--- TESTO DI PARTENZA ---

-di MAGDA LEKIASHVILI-
In assenza di risposte soddisfacenti sull’omicidio del politico dell’opposizione Boris Nemtsov, avvenuto due anni fa, si stanno sviluppando teorie di complotto. Nella tarda serata del 27 febbraio 2015, Nemtsov stava camminando verso casa, non lontano dal Cremlino. All’improvviso partirono quattro colpi d’arma da fuoco da un’automobile. Subito dopo l’omicidio il capo della principale agenzia di sicurezza del paese, la FSB (di cui anche Putin è stato una volta il direttore) si presenta davanti al presidente della Federazione Russa con i nomi degli assassini. Secondo la versione ufficiale, già tre giorni dopo l’attentato erano state arrestate cinque persone, etnicamente Ceceni con collegamenti apparenti a Ramzan Kadyrov. Gli investigatori del governo russo sospettavano di Zaur Dadaev, l’ex vice comandante della Sever (Nord), un ceceno delle forze speciali che si trova sotto l’autorità informale di Kadyrov. Nell’ottobre del 2010 è stato decorato con una medaglia al merito da parte del presidente Putin. Dadaev è stato l’unico tra i fermati ad aver confessato l’omicidio. Gli altri sospettati, all’inizio hanno riconosciuto la loro colpevolezza, ma poi hanno negato qualsiasi coinvolgimento, dicendo che erano stati minacciati e sottoposti a violenze. Molti degli alleati di Nemtsov sono sicuri che Dadaev abbia confessato sotto tortura. Secondo loro, un ipotesi del genere è rafforzata dall’osservazione delle numerose ferite sul corpo del sospettato. Il loro timore era che Dadaev fosse solo un esecutore dell’ordine, messo dietro le sbarre mentre il mandante continuava a godere della sua piena libertà.

--- DATI FORNITI ---

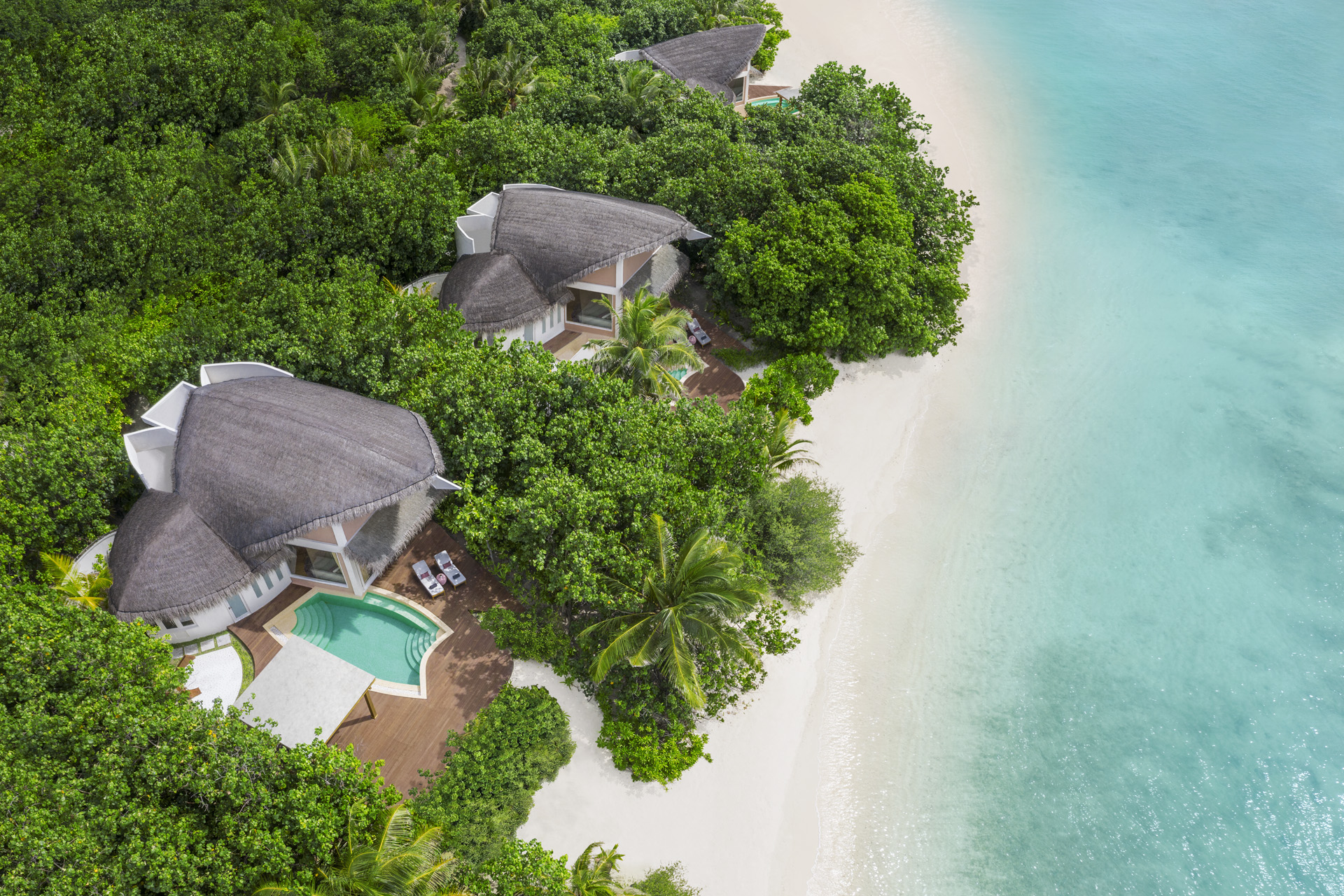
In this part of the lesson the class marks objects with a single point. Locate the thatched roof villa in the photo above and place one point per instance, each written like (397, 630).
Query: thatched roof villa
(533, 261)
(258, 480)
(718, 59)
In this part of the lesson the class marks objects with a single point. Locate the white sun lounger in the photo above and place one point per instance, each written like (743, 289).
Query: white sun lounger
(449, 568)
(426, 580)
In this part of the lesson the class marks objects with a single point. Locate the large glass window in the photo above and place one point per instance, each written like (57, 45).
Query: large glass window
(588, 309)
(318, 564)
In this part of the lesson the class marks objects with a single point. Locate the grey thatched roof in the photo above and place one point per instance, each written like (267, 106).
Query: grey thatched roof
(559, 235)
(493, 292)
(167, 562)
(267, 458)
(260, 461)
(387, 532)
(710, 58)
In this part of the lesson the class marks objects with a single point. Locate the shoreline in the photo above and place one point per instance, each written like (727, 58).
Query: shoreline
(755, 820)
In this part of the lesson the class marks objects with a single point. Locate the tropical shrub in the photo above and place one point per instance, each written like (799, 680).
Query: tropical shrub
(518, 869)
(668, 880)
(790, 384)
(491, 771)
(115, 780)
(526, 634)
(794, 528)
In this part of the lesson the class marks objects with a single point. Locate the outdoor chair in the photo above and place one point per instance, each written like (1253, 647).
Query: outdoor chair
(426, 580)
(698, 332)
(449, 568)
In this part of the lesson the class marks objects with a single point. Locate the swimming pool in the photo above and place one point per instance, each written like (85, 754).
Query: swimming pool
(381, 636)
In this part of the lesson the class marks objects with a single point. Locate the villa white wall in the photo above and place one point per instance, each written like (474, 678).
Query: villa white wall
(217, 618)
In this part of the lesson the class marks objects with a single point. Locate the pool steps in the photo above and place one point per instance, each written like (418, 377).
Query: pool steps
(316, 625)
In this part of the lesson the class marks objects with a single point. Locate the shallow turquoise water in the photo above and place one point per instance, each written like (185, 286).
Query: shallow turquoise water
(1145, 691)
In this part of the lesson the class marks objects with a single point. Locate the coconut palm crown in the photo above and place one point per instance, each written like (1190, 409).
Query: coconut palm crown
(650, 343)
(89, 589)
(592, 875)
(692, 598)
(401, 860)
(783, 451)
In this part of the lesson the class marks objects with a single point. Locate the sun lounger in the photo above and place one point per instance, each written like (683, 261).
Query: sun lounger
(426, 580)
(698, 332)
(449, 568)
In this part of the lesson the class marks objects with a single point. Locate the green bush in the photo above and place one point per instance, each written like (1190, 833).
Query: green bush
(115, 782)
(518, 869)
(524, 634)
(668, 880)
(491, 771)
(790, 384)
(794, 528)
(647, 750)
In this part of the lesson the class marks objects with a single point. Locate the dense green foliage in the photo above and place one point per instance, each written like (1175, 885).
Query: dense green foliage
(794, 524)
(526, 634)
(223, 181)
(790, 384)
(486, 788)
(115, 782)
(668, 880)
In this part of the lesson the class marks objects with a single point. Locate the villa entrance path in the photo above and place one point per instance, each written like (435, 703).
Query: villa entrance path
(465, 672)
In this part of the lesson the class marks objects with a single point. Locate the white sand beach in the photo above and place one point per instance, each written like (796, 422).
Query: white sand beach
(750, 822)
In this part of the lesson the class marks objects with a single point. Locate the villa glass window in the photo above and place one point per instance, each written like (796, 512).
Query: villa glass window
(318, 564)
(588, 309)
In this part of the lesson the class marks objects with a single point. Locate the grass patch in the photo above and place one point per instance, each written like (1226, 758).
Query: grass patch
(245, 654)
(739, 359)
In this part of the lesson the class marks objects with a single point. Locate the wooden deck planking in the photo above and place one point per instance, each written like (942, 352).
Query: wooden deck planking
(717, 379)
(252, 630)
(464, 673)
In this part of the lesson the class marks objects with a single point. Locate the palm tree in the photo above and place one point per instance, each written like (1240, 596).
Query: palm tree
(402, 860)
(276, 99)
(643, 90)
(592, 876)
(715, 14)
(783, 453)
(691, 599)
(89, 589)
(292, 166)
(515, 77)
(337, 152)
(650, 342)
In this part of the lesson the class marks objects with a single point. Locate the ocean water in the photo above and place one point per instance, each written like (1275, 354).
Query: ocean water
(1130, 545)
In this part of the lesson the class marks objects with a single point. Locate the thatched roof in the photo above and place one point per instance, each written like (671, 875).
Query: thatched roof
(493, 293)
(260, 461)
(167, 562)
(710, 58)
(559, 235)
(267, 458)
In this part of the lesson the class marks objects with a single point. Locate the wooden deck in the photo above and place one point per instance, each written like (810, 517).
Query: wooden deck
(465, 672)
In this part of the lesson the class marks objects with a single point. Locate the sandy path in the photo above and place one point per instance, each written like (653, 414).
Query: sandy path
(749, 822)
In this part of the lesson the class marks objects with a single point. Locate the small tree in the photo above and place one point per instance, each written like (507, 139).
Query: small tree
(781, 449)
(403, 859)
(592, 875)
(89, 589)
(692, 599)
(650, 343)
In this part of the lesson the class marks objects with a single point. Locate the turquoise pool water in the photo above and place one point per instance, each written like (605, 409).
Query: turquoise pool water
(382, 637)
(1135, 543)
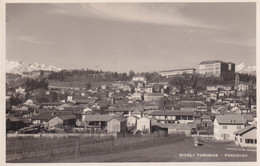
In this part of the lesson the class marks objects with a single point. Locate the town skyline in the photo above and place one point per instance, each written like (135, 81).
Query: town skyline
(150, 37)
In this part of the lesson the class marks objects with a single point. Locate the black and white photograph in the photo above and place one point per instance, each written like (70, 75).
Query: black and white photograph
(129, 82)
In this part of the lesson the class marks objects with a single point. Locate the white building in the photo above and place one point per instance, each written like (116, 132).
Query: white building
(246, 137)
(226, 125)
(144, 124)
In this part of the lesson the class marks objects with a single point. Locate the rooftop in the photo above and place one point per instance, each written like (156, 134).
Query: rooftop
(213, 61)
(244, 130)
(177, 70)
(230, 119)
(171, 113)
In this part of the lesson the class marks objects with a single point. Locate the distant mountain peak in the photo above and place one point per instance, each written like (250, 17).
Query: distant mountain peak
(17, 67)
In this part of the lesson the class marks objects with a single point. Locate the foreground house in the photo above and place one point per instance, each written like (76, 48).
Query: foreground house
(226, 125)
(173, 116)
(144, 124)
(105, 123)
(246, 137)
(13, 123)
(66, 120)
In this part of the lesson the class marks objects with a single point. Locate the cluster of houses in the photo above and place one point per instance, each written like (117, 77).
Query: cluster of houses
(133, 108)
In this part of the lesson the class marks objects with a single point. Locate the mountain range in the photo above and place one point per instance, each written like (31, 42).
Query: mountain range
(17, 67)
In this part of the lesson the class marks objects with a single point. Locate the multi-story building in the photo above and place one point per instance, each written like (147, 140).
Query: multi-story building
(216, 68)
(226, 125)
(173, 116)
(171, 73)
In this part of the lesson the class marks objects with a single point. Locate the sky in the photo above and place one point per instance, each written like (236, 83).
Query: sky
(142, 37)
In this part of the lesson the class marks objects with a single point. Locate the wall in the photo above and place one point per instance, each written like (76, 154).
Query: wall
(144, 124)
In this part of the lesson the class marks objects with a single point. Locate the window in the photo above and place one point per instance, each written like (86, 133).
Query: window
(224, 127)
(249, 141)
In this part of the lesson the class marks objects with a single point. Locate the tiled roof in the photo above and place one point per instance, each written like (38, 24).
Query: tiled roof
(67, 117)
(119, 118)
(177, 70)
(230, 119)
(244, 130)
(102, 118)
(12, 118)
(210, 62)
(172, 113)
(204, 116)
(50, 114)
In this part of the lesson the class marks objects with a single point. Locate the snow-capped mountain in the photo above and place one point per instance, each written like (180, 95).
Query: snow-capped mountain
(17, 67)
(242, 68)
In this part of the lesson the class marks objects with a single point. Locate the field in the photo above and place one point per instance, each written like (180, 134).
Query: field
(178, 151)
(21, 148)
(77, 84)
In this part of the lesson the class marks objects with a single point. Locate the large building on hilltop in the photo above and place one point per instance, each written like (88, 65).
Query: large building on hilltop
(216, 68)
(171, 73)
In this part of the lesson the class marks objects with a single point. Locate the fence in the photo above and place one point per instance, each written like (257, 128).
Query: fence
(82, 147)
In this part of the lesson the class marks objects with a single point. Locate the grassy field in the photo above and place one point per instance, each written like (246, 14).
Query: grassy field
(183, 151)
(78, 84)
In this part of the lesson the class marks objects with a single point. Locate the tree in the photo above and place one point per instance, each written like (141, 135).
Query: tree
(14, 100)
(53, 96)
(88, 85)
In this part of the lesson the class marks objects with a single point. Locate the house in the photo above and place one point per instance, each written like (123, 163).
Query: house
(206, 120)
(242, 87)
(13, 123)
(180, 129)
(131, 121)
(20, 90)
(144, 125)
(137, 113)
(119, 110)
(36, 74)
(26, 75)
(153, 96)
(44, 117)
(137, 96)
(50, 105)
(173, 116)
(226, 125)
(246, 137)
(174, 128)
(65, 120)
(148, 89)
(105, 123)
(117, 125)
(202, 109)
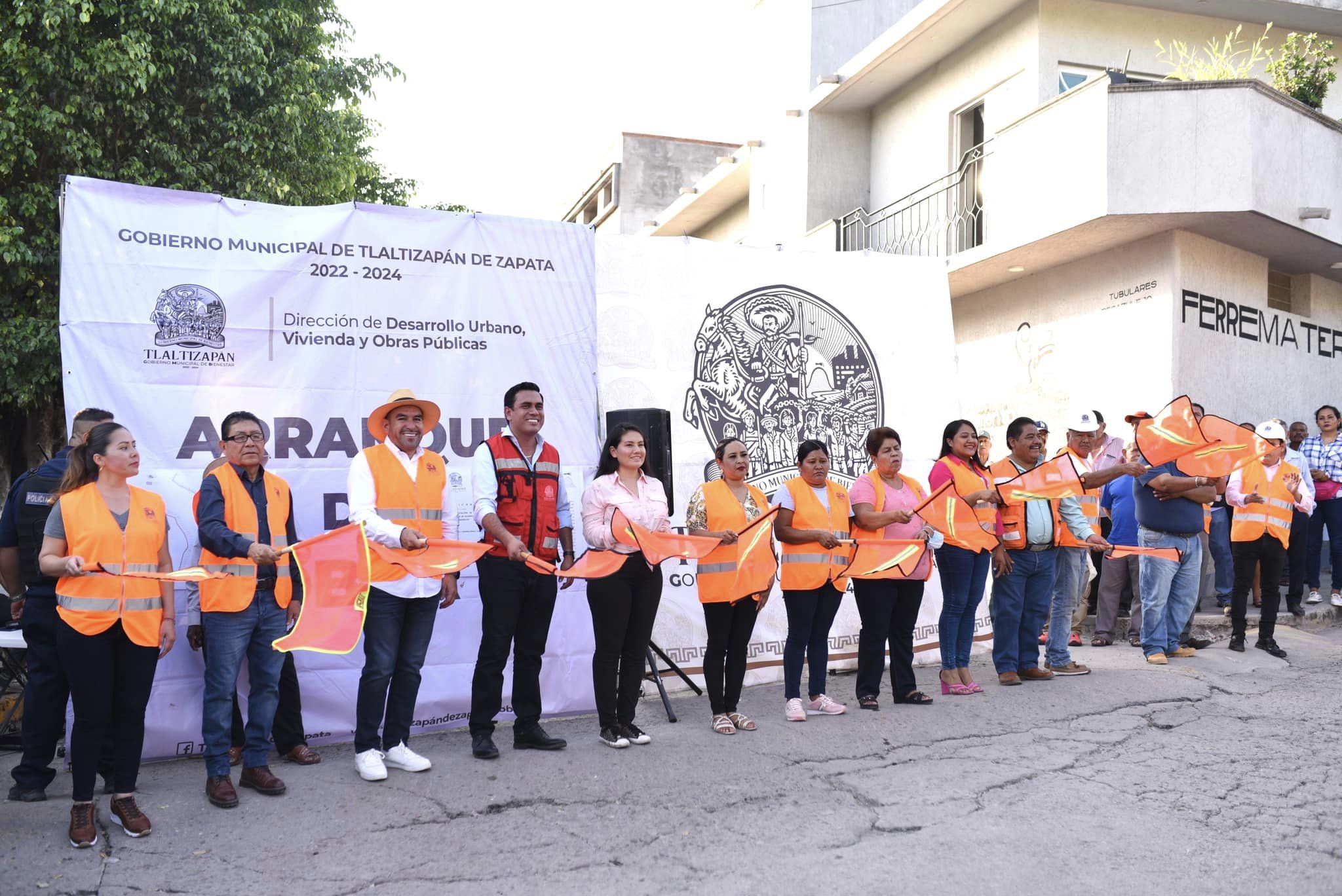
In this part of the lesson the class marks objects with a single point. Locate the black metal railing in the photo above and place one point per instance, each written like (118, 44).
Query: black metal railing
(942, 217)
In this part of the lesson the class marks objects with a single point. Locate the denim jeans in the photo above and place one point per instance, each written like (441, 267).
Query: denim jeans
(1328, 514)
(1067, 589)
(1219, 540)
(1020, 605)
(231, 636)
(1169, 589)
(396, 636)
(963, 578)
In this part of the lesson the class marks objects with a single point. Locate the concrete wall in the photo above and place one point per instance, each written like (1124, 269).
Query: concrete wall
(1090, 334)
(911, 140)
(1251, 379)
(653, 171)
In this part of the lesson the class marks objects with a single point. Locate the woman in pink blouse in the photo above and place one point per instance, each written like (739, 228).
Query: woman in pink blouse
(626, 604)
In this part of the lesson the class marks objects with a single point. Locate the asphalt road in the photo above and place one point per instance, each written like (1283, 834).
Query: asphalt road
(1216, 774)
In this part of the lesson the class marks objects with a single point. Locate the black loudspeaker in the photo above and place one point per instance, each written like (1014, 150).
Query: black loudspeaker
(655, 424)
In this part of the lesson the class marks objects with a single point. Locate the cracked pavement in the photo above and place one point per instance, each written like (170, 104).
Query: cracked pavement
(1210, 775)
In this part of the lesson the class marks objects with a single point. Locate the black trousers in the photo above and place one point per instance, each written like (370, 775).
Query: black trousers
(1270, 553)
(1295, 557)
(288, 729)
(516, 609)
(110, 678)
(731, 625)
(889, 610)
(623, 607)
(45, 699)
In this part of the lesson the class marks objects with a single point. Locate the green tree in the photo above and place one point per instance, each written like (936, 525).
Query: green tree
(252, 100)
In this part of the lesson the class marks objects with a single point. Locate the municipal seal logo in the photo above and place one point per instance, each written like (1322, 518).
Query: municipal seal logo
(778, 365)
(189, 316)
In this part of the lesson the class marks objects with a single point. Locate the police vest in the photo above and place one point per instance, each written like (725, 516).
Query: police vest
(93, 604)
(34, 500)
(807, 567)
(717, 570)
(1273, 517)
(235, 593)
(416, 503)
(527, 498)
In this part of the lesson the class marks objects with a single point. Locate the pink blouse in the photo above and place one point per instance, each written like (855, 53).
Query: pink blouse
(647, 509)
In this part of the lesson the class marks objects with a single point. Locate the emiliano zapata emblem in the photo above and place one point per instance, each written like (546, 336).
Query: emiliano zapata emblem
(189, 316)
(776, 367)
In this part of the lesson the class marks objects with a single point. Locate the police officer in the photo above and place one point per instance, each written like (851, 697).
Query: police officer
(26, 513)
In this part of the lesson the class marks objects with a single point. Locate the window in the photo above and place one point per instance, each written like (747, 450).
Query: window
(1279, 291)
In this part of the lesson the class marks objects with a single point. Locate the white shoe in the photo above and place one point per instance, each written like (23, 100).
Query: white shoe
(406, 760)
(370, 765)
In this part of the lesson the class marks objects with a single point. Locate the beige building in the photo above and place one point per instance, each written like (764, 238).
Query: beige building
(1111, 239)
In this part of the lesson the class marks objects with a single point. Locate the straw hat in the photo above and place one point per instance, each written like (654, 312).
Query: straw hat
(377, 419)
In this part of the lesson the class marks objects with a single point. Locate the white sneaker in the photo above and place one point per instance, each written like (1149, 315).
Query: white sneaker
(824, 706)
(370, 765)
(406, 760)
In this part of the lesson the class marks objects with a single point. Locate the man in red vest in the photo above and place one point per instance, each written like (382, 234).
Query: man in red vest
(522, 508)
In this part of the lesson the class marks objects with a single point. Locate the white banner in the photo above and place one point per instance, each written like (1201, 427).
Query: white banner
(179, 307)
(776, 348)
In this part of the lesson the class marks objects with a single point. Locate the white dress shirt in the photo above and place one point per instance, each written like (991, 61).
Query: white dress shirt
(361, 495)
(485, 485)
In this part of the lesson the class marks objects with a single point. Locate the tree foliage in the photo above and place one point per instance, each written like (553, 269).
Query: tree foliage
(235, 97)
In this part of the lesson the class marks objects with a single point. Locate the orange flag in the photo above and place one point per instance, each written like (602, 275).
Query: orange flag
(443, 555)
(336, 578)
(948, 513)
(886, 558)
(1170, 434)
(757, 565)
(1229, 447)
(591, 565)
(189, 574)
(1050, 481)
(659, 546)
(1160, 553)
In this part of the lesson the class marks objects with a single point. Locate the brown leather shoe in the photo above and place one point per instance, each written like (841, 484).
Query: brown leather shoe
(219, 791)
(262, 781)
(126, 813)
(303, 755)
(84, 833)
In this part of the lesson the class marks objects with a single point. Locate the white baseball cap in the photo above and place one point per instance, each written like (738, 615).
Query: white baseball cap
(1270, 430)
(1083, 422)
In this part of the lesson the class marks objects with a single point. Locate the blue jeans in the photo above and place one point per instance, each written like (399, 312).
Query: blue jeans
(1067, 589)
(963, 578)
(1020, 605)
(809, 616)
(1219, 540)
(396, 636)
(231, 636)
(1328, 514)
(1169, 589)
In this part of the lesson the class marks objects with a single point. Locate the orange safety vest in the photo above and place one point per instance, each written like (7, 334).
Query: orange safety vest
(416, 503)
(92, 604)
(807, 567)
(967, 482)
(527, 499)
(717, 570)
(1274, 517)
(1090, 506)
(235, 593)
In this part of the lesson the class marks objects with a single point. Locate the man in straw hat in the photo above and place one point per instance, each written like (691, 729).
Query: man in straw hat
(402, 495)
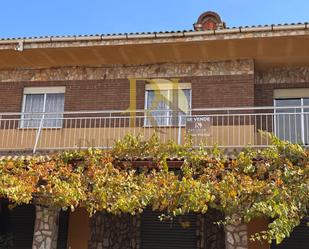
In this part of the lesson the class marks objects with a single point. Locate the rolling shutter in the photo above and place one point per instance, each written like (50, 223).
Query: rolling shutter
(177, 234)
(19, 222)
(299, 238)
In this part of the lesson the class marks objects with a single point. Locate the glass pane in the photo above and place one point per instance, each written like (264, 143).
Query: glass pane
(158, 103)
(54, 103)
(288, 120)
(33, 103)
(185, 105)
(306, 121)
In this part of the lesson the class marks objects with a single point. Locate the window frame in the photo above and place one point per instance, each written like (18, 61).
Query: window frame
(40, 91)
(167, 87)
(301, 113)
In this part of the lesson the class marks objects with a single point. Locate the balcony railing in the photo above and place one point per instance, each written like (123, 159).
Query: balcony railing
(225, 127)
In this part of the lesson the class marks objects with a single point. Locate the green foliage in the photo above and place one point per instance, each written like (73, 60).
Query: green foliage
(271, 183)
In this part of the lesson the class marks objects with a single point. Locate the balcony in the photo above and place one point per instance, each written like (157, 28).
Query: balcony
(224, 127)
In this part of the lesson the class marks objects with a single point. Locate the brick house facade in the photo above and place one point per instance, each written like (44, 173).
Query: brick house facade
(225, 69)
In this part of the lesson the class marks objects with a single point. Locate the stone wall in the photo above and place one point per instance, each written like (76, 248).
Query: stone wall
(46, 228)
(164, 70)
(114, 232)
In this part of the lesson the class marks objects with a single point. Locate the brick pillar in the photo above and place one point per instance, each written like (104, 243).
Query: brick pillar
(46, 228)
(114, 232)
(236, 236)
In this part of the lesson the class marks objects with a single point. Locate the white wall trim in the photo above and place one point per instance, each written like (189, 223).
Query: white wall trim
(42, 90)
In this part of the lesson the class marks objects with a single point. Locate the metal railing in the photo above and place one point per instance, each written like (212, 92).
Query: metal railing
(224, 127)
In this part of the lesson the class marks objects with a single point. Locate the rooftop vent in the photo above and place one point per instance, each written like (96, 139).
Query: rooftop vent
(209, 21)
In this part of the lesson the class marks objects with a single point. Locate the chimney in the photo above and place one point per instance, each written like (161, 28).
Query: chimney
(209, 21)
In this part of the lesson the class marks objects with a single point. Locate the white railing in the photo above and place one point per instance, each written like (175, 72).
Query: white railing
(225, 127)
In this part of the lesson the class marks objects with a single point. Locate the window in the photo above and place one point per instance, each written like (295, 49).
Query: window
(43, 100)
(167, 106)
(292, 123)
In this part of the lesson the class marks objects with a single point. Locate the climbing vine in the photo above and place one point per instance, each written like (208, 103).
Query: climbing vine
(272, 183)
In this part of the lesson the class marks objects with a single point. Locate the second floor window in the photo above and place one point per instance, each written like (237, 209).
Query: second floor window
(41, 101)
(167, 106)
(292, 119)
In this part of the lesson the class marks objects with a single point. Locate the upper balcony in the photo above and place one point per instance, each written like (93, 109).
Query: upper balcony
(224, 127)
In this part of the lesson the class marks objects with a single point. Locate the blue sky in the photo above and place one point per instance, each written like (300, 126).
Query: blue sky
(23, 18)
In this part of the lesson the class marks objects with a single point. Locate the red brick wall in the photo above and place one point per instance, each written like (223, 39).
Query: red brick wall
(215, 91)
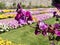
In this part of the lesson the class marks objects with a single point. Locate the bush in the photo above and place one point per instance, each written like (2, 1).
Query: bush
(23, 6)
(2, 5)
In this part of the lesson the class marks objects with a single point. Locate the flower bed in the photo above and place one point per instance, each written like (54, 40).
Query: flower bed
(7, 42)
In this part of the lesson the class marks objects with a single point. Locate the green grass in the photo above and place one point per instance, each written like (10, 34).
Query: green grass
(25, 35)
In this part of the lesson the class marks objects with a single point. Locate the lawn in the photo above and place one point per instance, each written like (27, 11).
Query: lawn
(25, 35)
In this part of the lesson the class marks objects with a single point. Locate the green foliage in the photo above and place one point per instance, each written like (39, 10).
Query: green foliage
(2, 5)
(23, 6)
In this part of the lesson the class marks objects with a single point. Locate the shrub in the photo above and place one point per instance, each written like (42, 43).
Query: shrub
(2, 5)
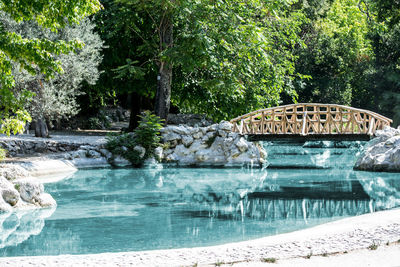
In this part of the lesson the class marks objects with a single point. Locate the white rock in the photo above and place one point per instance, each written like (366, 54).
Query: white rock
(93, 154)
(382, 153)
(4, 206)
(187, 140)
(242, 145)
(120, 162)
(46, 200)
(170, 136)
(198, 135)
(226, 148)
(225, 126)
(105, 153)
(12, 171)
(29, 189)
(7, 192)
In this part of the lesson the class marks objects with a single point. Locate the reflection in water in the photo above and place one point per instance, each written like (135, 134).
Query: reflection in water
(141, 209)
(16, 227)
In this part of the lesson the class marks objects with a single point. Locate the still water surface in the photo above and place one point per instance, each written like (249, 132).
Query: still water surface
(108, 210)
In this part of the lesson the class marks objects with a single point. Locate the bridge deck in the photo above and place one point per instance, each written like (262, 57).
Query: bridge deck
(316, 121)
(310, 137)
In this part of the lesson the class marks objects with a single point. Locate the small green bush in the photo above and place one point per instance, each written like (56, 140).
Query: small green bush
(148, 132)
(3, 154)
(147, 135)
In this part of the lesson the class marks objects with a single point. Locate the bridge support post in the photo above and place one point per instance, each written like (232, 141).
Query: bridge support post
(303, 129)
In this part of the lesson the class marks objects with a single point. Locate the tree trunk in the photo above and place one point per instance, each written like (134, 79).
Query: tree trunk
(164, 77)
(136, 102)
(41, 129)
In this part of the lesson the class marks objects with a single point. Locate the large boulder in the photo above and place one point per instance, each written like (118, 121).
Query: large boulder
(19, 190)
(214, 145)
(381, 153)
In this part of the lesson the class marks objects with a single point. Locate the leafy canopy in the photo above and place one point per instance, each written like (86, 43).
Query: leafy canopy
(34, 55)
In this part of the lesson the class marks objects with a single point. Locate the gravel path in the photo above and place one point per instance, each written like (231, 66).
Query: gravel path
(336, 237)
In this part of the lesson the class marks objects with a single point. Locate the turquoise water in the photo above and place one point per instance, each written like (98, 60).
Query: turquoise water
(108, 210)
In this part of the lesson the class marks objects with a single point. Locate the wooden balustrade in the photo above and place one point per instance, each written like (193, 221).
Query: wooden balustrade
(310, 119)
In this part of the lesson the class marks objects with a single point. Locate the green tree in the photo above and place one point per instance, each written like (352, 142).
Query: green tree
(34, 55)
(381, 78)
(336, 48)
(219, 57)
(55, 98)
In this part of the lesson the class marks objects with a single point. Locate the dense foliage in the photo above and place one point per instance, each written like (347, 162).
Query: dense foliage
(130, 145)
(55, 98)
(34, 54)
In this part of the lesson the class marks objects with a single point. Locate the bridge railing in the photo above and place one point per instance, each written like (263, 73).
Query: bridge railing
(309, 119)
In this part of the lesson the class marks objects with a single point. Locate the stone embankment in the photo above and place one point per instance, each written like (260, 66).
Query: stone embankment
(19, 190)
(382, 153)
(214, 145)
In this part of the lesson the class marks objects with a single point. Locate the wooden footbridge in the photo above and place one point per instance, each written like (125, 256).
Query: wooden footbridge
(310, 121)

---

Prosegui il testo sull'omicidio di Boris Nemtsov a partire dall'ultima frase riportata. Il materiale non ha alcun legame con il testo.

Nemtsov aveva 55 anni ed era un leader del movimento di opposizione “Solidarnost” con l’ex campione di scacchi Garry Kasparov. Nei giorni precedenti alla sua morte, stava lavorando a un’inchiesta sulla presenza di soldati dell’esercito russo tra le file dei separatisti filorussi nell’est dell’Ucraina. Poco settimane prima aveva anche dichiarato pubblicamente di temere per la propria vita.
La morte di Nemtsov non è il primo caso pieno di punti interrogativi. Non è stato trovato ancora il mandante per l’omicidio di Anna Politkovskaja, avvenuto undici anni fa. Anche la giornalista investigativa russa stava tornando a casa, quando il 7 ottobre del 2006 fu ammazzata da un killer nell’ascensore del suo palazzo. Stava investigando sugli orrori della guerra in Cecenia. Avevano già provato ad eliminarla nel 2004 avvelenandola mentre era in volo verso Beslan, per raccogliere informazioni su un attacco terroristico alla scuola N 1. La scomparsa di Politkovskaja è sicuramente collegata al suo lavoro e al tentativo di portare alla luce le politiche russe nei confronti della Cecenia. Il Financial Times scrisse: “In senso ampio, il signor Putin ha la responsabilità di aver creato, attraverso l’attacco del Cremlino ai media indipendenti, un’atmosfera in cui possono aver luogo omicidi di questo tipo”.
Le strade che portano verso il Cremlino sono piene di accuse. Una settimana fa è morto l’ambasciatore russo alle Nazioni Unite Vitaly Churkin a causa di un attacco cardiaco. Anche se Churkin è stato un “estremista” di Putin all’Onu, c’è chi non crede a strane coincidenze. Ultimamente sono scomparsi in tanti dalla squadra del Presidente, tra i quali uno può essere proprio il diplomatico Vitaly. Una giornalista ucraina, Svitlana Kyzmenko, ritiene che quando il presidente Putin non ha più bisogno di un suo ufficiale, proprio da quel momento iniziano per quest’ultimo problemi di salute (lo ha scritto in un articolo intitolato “Putin si prepara per l’Aja” pubblicato su TCH). Churkin sapeva tanto sull’annessione della Crimea, l’occupazione di Donbass, sui combattenti russi in Siria e di tutto quello che poteva interessare ai tribunali penali internazionali.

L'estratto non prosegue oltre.